## EXERCISES:
**A.** In the text on Chinese food's reputation, whom does the writer gather to ask about it?
**B.** From the text on Chinese food's reputation, return everything from "I gather my" down to "child of ‘dirty’.", copied word for word.

## EXCERPT TO READ:
****************
July 26, 2024

shinjusushibrooklyn

Than a Food Fitter

A Chat With Food Critics, Chefs And Restaurateurs From Asia

4 min read

I gather my friends – Asian food writers, food critics, restaurateurs and chefs – asking them why they think Chinese food comes with such a bad reputation – ultimately being the poster child of ‘dirty’.

With hundreds of Chinese restaurants closed in this pandemic year, perhaps it is more timely than ever to ask the question – can Chinese food ever be seen as ‘fine-dining’ and will America lose its love/hate relationship with Chinese food with all these closures?

Let’s not forget Chinese-American cuisine is very much a part of the American culture as is BBQ to Southerners and bagels to New Yorkers Chinese Food is definitely a highly lucrative industry.
****************
## GIVEN DATA:
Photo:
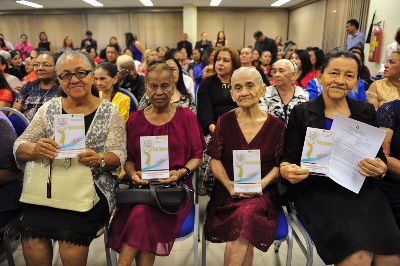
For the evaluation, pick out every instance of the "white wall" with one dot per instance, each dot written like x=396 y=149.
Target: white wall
****************
## COMPLETED EXERCISE:
**A.** The writer gathers Asian food writers, food critics, restaurateurs and chefs.

**B.**
I gather my friends – Asian food writers, food critics, restaurateurs and chefs – asking them why they think Chinese food comes with such a bad reputation – ultimately being the poster child of ‘dirty’.